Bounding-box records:
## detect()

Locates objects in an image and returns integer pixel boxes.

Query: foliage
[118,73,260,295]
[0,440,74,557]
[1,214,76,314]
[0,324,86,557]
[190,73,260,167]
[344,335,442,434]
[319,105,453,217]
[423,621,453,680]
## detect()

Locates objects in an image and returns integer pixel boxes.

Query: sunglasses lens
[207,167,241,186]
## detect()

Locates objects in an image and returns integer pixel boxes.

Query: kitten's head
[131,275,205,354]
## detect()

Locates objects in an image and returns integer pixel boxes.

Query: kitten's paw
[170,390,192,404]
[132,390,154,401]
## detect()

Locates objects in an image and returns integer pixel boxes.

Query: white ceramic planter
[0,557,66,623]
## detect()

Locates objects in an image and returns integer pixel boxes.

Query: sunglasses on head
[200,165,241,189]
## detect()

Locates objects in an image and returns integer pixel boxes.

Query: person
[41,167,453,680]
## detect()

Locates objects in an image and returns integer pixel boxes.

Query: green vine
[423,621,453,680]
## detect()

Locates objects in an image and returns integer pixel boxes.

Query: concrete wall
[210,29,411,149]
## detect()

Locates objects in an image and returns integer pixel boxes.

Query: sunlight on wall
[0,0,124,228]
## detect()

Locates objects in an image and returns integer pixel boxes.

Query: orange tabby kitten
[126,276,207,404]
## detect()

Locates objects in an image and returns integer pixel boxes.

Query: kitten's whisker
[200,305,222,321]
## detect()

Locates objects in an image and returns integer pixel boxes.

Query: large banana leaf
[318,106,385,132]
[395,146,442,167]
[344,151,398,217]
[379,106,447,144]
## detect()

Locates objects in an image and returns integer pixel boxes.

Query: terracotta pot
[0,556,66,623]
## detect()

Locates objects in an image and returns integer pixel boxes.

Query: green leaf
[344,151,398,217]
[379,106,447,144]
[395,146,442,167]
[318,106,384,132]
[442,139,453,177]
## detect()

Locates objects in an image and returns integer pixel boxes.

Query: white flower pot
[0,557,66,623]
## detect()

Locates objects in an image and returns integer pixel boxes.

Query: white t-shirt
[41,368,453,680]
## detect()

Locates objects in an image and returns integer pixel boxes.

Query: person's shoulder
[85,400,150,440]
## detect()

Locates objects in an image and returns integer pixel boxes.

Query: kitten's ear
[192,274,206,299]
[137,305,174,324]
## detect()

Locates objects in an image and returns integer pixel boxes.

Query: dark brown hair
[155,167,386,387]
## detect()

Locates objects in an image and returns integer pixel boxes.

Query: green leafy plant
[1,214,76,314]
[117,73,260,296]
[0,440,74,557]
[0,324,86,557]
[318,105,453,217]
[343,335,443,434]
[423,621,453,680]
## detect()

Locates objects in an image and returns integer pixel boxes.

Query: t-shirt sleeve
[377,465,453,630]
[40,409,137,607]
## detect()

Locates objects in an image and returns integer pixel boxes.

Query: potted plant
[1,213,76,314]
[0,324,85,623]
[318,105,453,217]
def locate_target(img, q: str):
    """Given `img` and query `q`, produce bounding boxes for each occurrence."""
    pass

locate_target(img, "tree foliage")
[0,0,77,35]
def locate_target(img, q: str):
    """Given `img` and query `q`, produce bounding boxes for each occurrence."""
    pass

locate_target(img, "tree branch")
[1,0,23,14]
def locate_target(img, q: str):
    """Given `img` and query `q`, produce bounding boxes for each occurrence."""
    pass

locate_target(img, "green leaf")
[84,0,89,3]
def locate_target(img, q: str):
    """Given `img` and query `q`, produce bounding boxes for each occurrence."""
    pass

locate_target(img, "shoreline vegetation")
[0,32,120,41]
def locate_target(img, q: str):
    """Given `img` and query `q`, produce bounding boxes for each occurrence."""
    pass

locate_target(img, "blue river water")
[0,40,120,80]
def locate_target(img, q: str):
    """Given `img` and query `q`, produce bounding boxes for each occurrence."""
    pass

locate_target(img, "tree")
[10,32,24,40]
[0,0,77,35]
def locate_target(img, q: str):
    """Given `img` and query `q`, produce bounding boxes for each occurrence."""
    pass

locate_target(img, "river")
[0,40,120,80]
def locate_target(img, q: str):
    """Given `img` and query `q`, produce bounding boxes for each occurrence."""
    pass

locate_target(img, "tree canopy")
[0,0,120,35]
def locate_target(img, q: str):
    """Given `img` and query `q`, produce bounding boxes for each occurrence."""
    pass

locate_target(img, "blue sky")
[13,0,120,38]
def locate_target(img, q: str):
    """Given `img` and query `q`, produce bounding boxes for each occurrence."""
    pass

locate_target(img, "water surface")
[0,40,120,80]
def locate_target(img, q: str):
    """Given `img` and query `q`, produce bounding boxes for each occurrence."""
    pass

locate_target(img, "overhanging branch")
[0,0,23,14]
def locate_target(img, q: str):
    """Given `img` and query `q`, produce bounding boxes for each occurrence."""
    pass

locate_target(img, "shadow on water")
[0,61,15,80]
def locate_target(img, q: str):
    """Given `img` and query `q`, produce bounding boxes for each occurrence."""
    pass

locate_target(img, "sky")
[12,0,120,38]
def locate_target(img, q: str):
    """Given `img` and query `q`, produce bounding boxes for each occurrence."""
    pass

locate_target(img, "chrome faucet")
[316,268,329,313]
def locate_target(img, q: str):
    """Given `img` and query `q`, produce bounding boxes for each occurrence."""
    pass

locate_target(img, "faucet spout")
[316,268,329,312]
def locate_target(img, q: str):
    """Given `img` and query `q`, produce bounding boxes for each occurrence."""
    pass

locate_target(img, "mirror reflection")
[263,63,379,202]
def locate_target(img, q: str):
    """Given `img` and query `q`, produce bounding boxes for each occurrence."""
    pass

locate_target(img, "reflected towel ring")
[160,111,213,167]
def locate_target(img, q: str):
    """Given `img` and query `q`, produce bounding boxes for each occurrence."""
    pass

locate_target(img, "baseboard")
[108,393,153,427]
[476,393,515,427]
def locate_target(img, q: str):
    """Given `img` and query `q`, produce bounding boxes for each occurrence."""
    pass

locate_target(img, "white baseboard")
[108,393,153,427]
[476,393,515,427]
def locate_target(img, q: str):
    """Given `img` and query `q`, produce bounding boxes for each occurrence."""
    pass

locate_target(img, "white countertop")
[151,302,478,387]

==

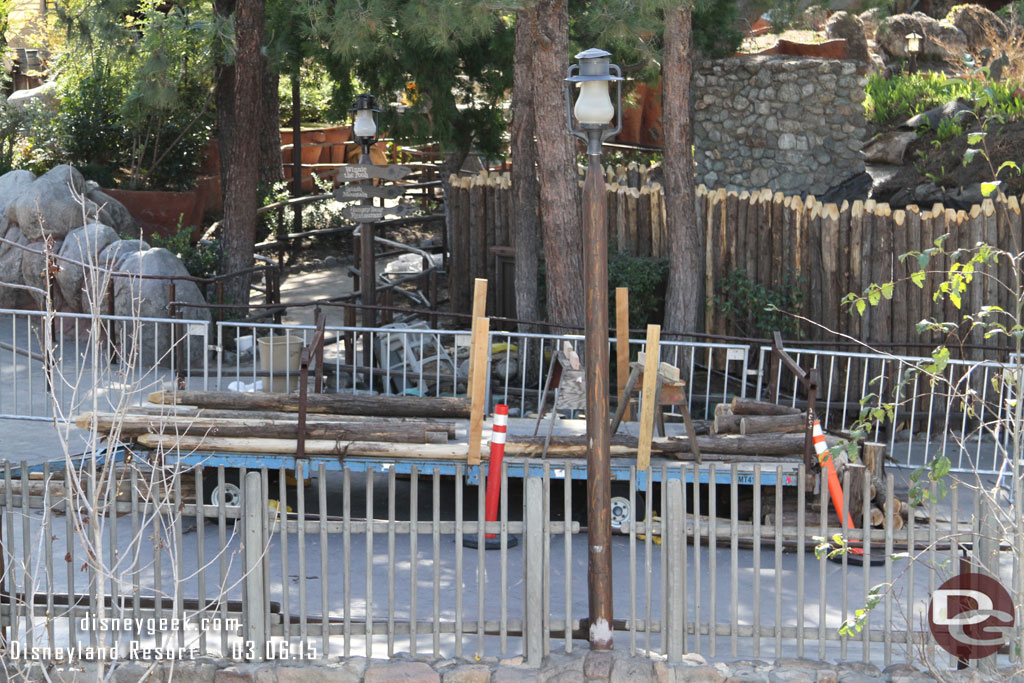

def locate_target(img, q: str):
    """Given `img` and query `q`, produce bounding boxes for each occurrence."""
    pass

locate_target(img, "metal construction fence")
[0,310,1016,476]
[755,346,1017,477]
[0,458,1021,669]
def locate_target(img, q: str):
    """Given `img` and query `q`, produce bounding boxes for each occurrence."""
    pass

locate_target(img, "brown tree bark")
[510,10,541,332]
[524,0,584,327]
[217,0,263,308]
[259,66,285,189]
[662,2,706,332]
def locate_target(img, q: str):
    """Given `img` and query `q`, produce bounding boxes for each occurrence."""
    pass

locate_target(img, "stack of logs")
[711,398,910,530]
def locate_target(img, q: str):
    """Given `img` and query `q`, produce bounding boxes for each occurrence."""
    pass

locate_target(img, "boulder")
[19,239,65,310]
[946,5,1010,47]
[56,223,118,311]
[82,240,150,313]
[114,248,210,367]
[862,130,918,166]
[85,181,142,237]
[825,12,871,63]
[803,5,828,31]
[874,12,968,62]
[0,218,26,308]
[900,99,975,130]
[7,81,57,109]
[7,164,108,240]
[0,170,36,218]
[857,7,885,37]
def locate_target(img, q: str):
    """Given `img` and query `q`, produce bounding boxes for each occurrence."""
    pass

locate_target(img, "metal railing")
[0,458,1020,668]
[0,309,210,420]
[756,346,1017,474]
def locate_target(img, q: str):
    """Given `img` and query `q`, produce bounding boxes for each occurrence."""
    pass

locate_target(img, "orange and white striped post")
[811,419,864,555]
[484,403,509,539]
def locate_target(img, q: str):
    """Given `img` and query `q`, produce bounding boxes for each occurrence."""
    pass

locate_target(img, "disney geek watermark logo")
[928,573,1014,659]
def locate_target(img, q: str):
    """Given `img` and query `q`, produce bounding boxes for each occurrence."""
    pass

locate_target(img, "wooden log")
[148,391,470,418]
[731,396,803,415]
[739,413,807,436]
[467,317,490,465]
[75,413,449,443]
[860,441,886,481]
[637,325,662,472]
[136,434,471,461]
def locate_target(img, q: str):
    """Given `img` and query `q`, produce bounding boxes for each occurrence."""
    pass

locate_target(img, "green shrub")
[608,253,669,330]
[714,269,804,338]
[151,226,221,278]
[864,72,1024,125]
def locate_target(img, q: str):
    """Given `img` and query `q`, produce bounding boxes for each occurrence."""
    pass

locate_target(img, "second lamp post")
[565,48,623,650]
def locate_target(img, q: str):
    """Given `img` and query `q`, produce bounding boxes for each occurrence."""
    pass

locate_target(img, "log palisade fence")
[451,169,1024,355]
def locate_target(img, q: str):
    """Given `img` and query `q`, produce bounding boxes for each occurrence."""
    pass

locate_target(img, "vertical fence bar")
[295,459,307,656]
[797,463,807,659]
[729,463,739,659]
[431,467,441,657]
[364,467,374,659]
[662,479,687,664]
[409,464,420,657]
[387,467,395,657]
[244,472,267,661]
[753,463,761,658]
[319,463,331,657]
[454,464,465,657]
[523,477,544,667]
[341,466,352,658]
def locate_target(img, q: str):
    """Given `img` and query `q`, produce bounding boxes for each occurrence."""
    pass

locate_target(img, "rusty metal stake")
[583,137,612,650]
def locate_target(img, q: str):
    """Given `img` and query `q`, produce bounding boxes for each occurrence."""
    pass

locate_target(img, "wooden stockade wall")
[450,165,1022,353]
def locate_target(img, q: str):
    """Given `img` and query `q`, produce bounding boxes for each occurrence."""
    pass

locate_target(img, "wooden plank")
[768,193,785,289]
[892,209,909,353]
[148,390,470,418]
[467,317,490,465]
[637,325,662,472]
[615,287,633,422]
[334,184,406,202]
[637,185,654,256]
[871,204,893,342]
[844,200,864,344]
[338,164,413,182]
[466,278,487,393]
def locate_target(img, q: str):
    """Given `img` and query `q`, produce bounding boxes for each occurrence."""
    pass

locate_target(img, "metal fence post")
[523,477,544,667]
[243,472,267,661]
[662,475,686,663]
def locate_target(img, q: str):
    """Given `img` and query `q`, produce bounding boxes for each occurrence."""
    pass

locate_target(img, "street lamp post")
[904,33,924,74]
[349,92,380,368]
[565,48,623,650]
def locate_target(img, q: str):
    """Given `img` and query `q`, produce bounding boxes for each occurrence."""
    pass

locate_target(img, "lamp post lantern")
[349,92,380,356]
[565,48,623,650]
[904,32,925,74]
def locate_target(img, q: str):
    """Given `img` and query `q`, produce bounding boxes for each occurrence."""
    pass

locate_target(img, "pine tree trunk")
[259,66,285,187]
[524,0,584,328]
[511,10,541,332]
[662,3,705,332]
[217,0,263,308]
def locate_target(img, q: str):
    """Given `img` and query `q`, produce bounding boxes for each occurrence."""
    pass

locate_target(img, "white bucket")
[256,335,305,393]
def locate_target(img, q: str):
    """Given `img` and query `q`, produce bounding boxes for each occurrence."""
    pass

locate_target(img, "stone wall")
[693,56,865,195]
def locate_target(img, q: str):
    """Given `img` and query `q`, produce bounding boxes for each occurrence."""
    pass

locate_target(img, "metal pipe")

Your instructions:
Pick out every line of the records that contains the word "metal" and copy each one. Match case exactly.

Solution to this task:
locate_target(img, "metal construction fence")
locate_target(img, "metal railing")
locate_target(img, "rusty metal stake")
locate_target(img, "metal fence post")
locate_target(img, "metal pipe")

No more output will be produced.